WRITTEN TASK |
Reproduce every one of the records below word for word, line by line, in the order given.

RECORDS |
==============================

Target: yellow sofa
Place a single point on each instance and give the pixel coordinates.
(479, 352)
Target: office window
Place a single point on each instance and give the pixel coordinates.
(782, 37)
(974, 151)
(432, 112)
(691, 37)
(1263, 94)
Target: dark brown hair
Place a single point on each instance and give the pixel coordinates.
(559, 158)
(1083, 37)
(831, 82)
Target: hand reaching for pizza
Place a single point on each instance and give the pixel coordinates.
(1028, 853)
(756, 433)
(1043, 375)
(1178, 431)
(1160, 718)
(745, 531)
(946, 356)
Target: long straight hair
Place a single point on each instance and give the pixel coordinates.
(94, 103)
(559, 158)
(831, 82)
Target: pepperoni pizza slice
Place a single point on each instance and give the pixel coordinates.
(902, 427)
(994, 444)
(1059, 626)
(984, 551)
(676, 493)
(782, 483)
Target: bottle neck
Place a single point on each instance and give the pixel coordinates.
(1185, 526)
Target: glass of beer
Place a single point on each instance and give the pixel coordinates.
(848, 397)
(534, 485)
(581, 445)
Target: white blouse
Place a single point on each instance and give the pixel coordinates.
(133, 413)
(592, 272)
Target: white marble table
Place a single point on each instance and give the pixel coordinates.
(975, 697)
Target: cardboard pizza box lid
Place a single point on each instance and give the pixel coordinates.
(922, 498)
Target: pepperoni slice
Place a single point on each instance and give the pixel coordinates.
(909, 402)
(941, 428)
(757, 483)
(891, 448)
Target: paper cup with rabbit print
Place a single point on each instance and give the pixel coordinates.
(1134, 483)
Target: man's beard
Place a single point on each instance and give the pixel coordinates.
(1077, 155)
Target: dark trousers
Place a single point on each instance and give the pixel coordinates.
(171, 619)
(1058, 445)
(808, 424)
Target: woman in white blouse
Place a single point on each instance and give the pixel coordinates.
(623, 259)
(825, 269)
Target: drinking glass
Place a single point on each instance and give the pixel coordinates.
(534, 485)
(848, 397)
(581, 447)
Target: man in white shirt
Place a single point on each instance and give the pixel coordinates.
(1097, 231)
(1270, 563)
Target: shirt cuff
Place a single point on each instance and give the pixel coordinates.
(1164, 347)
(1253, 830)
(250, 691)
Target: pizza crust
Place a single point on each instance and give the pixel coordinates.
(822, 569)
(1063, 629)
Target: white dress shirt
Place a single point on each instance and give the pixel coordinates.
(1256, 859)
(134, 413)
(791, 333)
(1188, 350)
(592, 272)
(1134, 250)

==============================

EXERCISE SOLUTION |
Target: yellow sofa
Place a single point on each instance and give the pixel coordinates.
(479, 352)
Target: office window
Place a single point on each instance and give the pixel coordinates.
(782, 37)
(974, 151)
(432, 112)
(691, 37)
(1263, 94)
Target: dark brown hair
Place a single point on each instance and give the pixel coordinates.
(559, 158)
(1083, 37)
(831, 82)
Target: hand reaching for pizza
Place a single point on each instance and give the pixel coordinates.
(1028, 853)
(756, 433)
(1043, 375)
(1178, 431)
(1160, 718)
(745, 531)
(946, 356)
Target: long straight hair
Place a single point on each instance and give the pixel coordinates.
(94, 103)
(559, 158)
(831, 82)
Target: pepperoni pizza slice
Place a single point on each instance and give the pixel coordinates.
(902, 427)
(994, 444)
(1059, 626)
(984, 551)
(676, 493)
(782, 483)
Target: bottle neck
Place a single point on each instance and give the pixel coordinates.
(1185, 526)
Target: glass of beer
Place a single point on each instance and give the pixel coordinates.
(848, 397)
(534, 485)
(581, 445)
Target: white blouse
Place a single point on each instance and give the pixel coordinates.
(133, 413)
(592, 272)
Target: white marble table
Place a single point on each instance and give the pixel coordinates.
(975, 697)
Target: cardboard pizza box lid
Place a single point on each instance and give the pixel coordinates.
(922, 498)
Target: pepperoni slice
Place a single point on each instance and give the pixel coordinates.
(909, 402)
(941, 428)
(757, 483)
(891, 448)
Target: paper cup with rabbit print
Place a single point on each instance and give the pixel coordinates.
(1134, 483)
Target: man's beard
Place a single point on each instance and give the pixel coordinates.
(1077, 155)
Target: dark trousers
Place a single point on each instance and give the pixel coordinates.
(171, 619)
(1058, 445)
(808, 424)
Target: woman in white blouse
Place a single point on each instance and give the pixel coordinates.
(623, 259)
(825, 269)
Target: drinking glass
Place a single point on each instance and give the pixel coordinates.
(534, 485)
(848, 397)
(581, 447)
Target: man in white shirt
Place a single point on each instance and give the pixel coordinates.
(1097, 231)
(1270, 563)
Target: shirt cuff
Place a single point on each instance and give the pixel coordinates.
(1164, 347)
(1253, 830)
(250, 691)
Target: pizza crust
Place a single point on each instance and give the pixel coordinates.
(822, 569)
(1063, 629)
Target: white dress shirt
Place a single point on each instance and give the pixel coordinates.
(1256, 859)
(134, 413)
(791, 333)
(1188, 350)
(592, 272)
(1134, 250)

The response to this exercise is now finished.